TEXT PASSAGE START
Geography
- Location: Bureau of Fire Protection Region 7 complex, Cebu City, Philippines
- Coordinates: 10°17′52″N 123°53′34″E﻿ / ﻿10.29785°N 123.89285°E

Services
- Emergency department: Yes
- Beds: 108

History
- Demolished: 2014 (old building)

= Cebu City Medical Center =

The Cebu City Medical Center (CCMC) is a hospital in Cebu City. It currently operates inside the Bureau of Fire Protection's Region 7 compound after the hospital's previous building was significantly damaged due to the 2013 Central Visayas earthquake.

==History==
The Cebu City Medical Center used to be hosted in a four-storey building and had a capacity of 300 beds which was declared structurally unfit and demolished after sustaining heavy damage due to an earthquake on October 15, 2013.

Under the administration of then Mayor Michael Rama, the building was demolished in February 2014. In June 2015, the construction of a new hospital building was approved by the Cebu City government. C.E. Padilla Construction was the contractor awarded to complete the first and second phase of the hospital building project.
TEXT PASSAGE END
RECORD EXCERPTS START
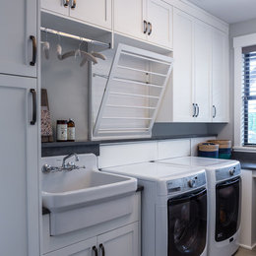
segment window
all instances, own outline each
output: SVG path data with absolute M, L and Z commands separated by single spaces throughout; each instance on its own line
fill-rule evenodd
M 233 149 L 256 152 L 256 33 L 233 37 Z
M 256 45 L 242 48 L 243 146 L 256 146 Z

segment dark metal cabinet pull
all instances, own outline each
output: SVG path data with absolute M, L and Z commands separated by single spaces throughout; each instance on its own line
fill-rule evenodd
M 32 60 L 31 61 L 31 66 L 34 66 L 36 62 L 36 39 L 33 35 L 30 37 L 32 41 Z
M 196 104 L 193 103 L 193 117 L 196 116 Z
M 99 248 L 102 252 L 102 256 L 105 256 L 105 248 L 104 248 L 104 245 L 102 243 L 99 244 Z
M 36 93 L 34 89 L 31 89 L 31 93 L 32 95 L 32 120 L 31 125 L 34 125 L 36 122 Z
M 198 104 L 196 104 L 196 108 L 197 108 L 196 117 L 198 117 L 199 116 L 199 105 Z
M 77 0 L 73 0 L 71 9 L 75 9 L 77 6 Z
M 144 20 L 143 21 L 143 32 L 146 33 L 148 30 L 148 23 Z
M 150 28 L 150 30 L 149 30 Z M 151 23 L 148 23 L 148 35 L 151 35 L 152 33 L 152 24 Z
M 69 6 L 69 0 L 63 0 L 64 1 L 64 3 L 63 3 L 63 5 L 64 5 L 64 7 L 68 7 Z
M 216 106 L 213 105 L 213 108 L 214 108 L 214 114 L 213 114 L 213 118 L 216 118 L 216 114 L 217 114 L 217 111 L 216 111 Z

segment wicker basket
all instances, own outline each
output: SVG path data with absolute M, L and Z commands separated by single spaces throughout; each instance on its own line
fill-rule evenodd
M 210 142 L 198 144 L 198 157 L 218 159 L 219 145 Z
M 219 159 L 229 160 L 231 158 L 232 143 L 228 140 L 211 140 L 210 143 L 219 145 Z

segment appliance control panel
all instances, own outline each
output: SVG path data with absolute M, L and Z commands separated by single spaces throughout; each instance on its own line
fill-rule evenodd
M 168 194 L 199 188 L 206 185 L 206 174 L 200 172 L 187 177 L 169 180 L 166 185 Z
M 225 180 L 228 178 L 236 177 L 241 174 L 240 163 L 230 165 L 228 167 L 216 169 L 216 181 Z

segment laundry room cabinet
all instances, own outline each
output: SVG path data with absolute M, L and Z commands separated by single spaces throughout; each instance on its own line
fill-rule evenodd
M 114 32 L 172 48 L 172 6 L 161 0 L 114 0 Z
M 0 74 L 36 77 L 36 8 L 34 0 L 1 2 Z
M 111 0 L 41 0 L 41 10 L 111 30 Z
M 173 58 L 157 122 L 227 122 L 227 33 L 174 8 Z
M 139 223 L 71 244 L 45 256 L 140 256 Z
M 228 35 L 213 29 L 213 122 L 228 121 Z
M 1 255 L 39 255 L 36 79 L 0 75 Z

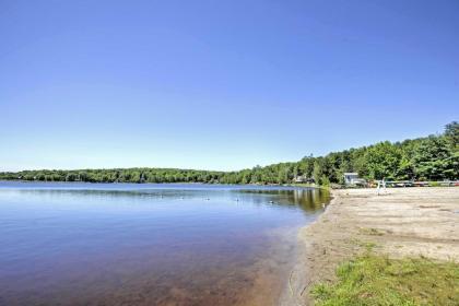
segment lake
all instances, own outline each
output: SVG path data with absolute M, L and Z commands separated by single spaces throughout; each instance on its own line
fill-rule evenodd
M 0 305 L 275 305 L 319 189 L 0 183 Z

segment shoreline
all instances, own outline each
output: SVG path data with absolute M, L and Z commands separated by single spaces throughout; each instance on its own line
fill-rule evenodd
M 326 211 L 297 234 L 298 255 L 280 298 L 311 305 L 309 291 L 336 280 L 339 263 L 368 248 L 389 258 L 459 261 L 459 188 L 330 190 Z

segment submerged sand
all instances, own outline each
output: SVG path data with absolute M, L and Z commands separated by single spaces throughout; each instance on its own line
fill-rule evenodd
M 310 305 L 313 284 L 368 246 L 391 258 L 459 261 L 459 188 L 333 190 L 326 212 L 299 232 L 297 263 L 280 305 Z

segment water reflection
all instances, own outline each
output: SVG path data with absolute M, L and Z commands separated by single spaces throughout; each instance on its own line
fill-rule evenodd
M 0 305 L 274 305 L 322 190 L 0 183 Z

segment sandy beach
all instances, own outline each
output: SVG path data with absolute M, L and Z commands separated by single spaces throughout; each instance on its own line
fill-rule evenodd
M 333 190 L 333 200 L 301 229 L 299 255 L 281 305 L 311 305 L 313 284 L 370 247 L 391 258 L 459 260 L 459 188 Z

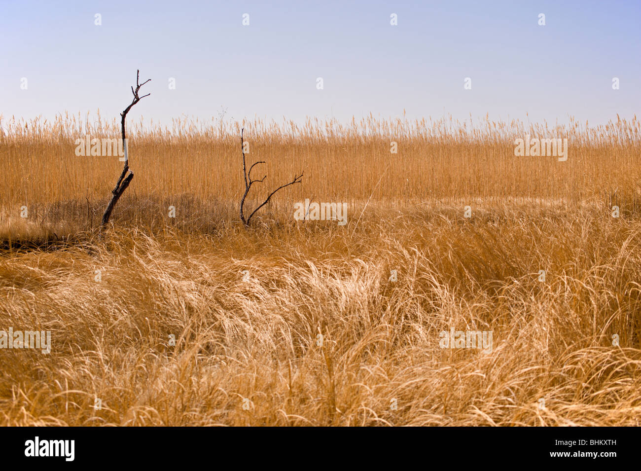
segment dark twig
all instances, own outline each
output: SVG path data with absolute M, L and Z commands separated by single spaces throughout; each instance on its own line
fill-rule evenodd
M 133 106 L 133 105 L 140 101 L 142 99 L 145 97 L 148 97 L 151 94 L 148 93 L 146 95 L 143 95 L 142 97 L 138 96 L 138 93 L 140 90 L 140 87 L 147 83 L 147 82 L 151 80 L 151 79 L 148 79 L 142 83 L 140 83 L 140 71 L 137 70 L 136 89 L 134 90 L 133 87 L 131 87 L 131 93 L 133 94 L 133 99 L 131 101 L 131 104 L 126 108 L 124 111 L 121 113 L 121 131 L 122 134 L 122 148 L 124 149 L 124 166 L 122 167 L 122 172 L 121 173 L 121 176 L 118 178 L 118 182 L 116 183 L 115 187 L 112 190 L 112 196 L 111 201 L 109 201 L 109 204 L 107 205 L 106 209 L 104 210 L 104 214 L 103 214 L 102 226 L 103 226 L 109 222 L 109 218 L 112 215 L 112 211 L 113 210 L 113 206 L 115 206 L 116 203 L 118 202 L 118 200 L 120 199 L 121 196 L 122 196 L 124 190 L 127 189 L 127 187 L 129 186 L 129 184 L 131 183 L 131 180 L 133 179 L 133 172 L 129 168 L 129 156 L 127 153 L 127 141 L 124 131 L 124 120 L 125 118 L 127 117 L 127 113 L 129 113 L 129 110 L 131 109 L 131 107 Z
M 277 188 L 273 192 L 270 193 L 269 195 L 267 196 L 267 199 L 265 199 L 260 206 L 259 206 L 258 208 L 254 210 L 254 211 L 253 211 L 249 215 L 249 217 L 246 219 L 245 213 L 244 211 L 243 210 L 243 207 L 245 205 L 245 199 L 247 197 L 247 195 L 249 192 L 250 188 L 251 188 L 251 185 L 253 185 L 254 183 L 262 183 L 263 181 L 265 181 L 265 179 L 267 178 L 267 176 L 265 175 L 260 180 L 251 179 L 251 169 L 253 169 L 254 167 L 255 167 L 256 165 L 258 165 L 259 163 L 265 163 L 265 162 L 262 160 L 253 164 L 252 166 L 249 167 L 249 172 L 247 171 L 247 163 L 245 160 L 245 150 L 244 148 L 244 140 L 243 137 L 243 133 L 244 131 L 245 131 L 244 128 L 240 129 L 240 152 L 242 153 L 242 174 L 243 174 L 243 178 L 245 179 L 245 193 L 243 194 L 242 199 L 241 199 L 240 200 L 240 220 L 242 221 L 243 224 L 245 224 L 245 226 L 249 226 L 249 222 L 251 221 L 251 218 L 254 217 L 254 215 L 256 214 L 256 211 L 258 211 L 258 210 L 260 210 L 261 208 L 267 204 L 269 202 L 269 200 L 271 199 L 271 197 L 274 196 L 274 194 L 276 194 L 276 192 L 278 192 L 279 190 L 282 190 L 283 188 L 287 186 L 289 186 L 290 185 L 294 185 L 294 183 L 300 183 L 302 181 L 303 173 L 301 172 L 301 174 L 297 176 L 296 174 L 294 174 L 293 180 L 292 180 L 288 183 L 281 185 L 280 186 Z

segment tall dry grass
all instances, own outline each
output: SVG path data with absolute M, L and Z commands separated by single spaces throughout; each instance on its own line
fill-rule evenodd
M 565 162 L 515 157 L 517 122 L 244 123 L 263 191 L 305 171 L 249 230 L 242 123 L 133 125 L 99 240 L 120 164 L 73 141 L 117 130 L 74 119 L 0 136 L 0 329 L 53 342 L 0 349 L 0 424 L 639 425 L 636 118 L 528 128 L 567 137 Z M 293 220 L 306 197 L 349 202 L 347 224 Z M 441 349 L 452 327 L 492 352 Z

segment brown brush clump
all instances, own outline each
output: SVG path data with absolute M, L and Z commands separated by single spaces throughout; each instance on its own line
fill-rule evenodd
M 515 122 L 238 124 L 269 179 L 305 175 L 247 229 L 235 127 L 141 128 L 99 237 L 120 165 L 74 133 L 117 129 L 83 124 L 0 133 L 0 331 L 51 338 L 0 349 L 0 424 L 640 425 L 636 118 L 531 128 L 567 161 L 514 156 Z

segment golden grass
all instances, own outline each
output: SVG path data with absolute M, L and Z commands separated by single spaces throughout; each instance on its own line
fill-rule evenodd
M 305 177 L 249 230 L 235 129 L 140 129 L 100 240 L 117 159 L 76 157 L 69 122 L 9 126 L 0 329 L 53 346 L 0 349 L 0 424 L 638 426 L 636 118 L 566 129 L 566 162 L 514 157 L 518 124 L 369 122 L 251 124 L 263 186 Z M 294 221 L 313 197 L 353 203 L 348 224 Z M 440 348 L 451 327 L 492 331 L 492 351 Z

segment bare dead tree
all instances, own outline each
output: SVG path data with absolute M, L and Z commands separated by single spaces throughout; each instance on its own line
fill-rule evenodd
RECORD EXCERPTS END
## STUDY QUESTIONS
(A) Copy the Cebu City Medical Center text from "Under the administration" up to and including "hospital building project.".
(B) According to the Cebu City Medical Center text, how many beds did the old four-storey building hold?
The saved data entries have nothing to do with this.

## ANSWERS TO THE EXERCISE
(A)
Under the administration of then Mayor Michael Rama, the building was demolished in February 2014. In June 2015, the construction of a new hospital building was approved by the Cebu City government. C.E. Padilla Construction was the contractor awarded to complete the first and second phase of the hospital building project.

(B) 300 beds.